> **Instructions for the task**: Determine how many lines of the listing below contain the string "green", with letter case taken into account, and state only that number.

> **Provided data**:
────────────────────────────────────────
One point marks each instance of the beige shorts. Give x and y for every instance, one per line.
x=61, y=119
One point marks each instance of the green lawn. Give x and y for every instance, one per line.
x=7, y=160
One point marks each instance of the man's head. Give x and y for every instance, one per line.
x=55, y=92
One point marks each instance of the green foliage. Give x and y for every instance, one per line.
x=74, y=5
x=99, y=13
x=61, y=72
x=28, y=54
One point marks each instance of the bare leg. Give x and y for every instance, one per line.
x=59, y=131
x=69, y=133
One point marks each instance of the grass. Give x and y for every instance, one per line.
────────────────────────────────────────
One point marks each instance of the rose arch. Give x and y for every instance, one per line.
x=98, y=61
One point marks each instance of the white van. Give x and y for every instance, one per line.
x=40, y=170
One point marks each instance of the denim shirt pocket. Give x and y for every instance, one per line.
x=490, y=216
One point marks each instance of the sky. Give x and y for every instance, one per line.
────────────────────────────────────────
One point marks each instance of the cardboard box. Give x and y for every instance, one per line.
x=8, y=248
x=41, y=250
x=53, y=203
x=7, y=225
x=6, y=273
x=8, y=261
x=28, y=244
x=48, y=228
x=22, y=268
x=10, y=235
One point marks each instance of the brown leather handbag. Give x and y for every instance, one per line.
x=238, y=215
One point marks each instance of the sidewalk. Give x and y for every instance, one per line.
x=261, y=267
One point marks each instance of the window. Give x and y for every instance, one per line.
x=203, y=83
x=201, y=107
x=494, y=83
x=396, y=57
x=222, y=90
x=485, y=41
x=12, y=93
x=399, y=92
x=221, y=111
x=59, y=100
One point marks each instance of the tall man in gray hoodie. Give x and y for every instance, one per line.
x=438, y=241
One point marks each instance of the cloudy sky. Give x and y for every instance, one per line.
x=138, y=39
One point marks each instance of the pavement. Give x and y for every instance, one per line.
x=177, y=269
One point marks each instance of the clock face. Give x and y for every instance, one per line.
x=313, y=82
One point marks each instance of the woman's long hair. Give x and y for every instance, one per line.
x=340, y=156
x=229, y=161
────────────────────────────────────────
> **Task output**: 2